**Task goal**
Can you output the listing as a Markdown table with columns "Row" and "Text", from the line containing "Task: annotate every instance of the garden" through the end of the listing, leaving out blank lines?
---------- Information provided ----------
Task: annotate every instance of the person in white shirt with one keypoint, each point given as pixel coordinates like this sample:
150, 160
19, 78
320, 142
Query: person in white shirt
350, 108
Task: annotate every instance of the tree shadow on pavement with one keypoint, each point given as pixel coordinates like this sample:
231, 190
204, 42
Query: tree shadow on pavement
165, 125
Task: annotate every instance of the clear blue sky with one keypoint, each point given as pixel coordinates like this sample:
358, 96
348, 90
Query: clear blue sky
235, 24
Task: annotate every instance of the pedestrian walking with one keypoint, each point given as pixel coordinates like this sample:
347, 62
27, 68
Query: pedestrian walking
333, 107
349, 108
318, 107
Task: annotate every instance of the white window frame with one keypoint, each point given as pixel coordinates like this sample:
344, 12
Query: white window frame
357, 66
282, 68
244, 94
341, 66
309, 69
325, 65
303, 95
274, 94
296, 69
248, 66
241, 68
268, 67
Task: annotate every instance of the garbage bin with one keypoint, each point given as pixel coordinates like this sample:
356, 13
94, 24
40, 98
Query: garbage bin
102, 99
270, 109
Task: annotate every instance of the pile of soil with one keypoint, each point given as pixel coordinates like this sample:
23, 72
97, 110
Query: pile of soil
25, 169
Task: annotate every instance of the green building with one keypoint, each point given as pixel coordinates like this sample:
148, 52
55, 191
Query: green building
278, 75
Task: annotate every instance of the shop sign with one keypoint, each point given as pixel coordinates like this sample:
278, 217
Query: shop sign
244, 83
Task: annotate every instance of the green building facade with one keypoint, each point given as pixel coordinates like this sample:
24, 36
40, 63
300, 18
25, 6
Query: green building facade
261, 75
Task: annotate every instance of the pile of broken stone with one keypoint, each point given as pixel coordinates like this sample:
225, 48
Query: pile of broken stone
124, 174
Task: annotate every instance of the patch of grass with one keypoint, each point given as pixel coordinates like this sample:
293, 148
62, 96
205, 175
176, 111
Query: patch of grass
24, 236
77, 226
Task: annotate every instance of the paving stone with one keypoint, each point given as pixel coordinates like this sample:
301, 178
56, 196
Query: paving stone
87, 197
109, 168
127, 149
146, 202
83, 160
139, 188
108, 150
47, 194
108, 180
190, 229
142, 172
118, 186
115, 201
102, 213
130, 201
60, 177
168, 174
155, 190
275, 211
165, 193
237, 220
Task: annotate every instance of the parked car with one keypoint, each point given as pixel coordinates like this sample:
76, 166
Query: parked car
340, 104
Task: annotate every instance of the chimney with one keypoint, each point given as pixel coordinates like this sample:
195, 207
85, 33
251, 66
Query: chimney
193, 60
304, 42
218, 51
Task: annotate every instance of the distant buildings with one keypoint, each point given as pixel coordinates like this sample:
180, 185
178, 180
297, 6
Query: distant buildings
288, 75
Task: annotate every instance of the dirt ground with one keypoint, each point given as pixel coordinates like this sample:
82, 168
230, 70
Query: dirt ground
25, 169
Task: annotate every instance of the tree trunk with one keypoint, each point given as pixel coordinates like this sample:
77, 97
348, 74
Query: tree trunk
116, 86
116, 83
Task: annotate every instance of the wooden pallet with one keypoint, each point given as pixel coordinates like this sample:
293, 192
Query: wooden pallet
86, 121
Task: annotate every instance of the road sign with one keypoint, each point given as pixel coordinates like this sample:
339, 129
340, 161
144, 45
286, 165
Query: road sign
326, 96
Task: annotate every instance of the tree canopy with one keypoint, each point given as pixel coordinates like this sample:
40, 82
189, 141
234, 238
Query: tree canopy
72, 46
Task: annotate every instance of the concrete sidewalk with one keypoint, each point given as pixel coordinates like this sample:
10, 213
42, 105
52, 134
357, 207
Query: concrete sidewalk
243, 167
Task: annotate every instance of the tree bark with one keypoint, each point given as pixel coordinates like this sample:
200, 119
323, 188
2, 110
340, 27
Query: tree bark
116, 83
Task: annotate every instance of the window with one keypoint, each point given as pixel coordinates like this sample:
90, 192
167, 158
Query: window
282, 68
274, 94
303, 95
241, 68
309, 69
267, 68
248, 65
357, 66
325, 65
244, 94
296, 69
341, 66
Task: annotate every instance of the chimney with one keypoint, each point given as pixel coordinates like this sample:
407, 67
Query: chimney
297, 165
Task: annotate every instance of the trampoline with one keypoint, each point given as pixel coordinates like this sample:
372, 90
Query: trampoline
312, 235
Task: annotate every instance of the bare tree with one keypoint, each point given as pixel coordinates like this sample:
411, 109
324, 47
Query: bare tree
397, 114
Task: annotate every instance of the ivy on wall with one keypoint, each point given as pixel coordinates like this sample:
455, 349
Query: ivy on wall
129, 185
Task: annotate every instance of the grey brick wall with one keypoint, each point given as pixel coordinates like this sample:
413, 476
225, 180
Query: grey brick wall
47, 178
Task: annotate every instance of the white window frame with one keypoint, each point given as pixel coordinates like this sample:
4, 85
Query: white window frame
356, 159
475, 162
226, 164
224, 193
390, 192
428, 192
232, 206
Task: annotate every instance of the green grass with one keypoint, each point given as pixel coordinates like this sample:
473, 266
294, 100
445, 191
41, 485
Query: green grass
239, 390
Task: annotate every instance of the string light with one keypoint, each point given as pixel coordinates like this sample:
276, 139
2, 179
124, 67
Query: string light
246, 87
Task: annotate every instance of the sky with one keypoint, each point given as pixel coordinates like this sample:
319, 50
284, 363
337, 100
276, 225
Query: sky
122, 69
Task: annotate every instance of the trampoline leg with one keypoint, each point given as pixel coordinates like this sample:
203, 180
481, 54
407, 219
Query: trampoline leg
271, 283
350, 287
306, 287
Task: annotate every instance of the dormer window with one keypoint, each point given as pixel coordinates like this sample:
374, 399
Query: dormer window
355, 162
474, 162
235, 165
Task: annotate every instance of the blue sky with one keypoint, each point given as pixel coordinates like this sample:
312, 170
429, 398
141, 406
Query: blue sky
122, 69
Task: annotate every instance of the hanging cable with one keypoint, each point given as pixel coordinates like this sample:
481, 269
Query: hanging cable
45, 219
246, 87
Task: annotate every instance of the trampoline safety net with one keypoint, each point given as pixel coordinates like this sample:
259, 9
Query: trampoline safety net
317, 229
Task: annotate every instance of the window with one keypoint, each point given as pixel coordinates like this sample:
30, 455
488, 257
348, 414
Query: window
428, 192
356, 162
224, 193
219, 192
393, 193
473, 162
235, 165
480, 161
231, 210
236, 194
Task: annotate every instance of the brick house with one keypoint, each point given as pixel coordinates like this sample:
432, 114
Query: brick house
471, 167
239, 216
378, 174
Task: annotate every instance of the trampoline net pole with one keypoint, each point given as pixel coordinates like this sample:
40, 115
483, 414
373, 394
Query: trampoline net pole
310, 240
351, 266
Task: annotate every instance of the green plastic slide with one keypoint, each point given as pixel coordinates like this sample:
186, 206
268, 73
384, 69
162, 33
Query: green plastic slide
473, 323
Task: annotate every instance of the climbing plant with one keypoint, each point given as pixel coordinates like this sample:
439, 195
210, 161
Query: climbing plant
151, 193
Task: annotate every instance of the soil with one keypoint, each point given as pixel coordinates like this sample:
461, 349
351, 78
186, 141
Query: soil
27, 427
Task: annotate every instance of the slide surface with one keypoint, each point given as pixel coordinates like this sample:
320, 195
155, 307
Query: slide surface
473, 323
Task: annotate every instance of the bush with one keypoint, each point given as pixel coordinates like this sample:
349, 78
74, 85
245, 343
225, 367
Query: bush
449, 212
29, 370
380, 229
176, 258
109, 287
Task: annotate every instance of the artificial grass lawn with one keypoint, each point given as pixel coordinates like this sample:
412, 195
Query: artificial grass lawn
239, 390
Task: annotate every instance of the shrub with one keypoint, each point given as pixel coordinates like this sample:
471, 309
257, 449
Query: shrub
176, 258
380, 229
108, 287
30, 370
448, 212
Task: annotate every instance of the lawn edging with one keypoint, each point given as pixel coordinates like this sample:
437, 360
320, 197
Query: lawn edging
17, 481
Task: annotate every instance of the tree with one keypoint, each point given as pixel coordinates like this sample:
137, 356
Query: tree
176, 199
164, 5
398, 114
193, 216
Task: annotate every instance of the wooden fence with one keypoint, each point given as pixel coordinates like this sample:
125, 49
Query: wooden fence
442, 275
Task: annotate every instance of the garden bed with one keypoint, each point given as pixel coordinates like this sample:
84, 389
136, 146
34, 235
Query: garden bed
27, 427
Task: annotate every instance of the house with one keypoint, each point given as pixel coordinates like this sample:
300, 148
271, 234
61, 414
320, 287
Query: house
----------
**Task response**
| Row | Text |
|---|---|
| 1 | Task: annotate every instance of the garden bed with one keypoint, each point given as pixel coordinates like this sample: |
| 2 | 84, 389 |
| 3 | 136, 146 |
| 4 | 34, 235 |
| 5 | Query: garden bed |
| 6 | 27, 427 |
| 7 | Task: annotate every instance of the house with one keypoint, each point given as pixel coordinates like this sample: |
| 8 | 300, 148 |
| 9 | 271, 234 |
| 10 | 61, 414 |
| 11 | 320, 287 |
| 12 | Query: house |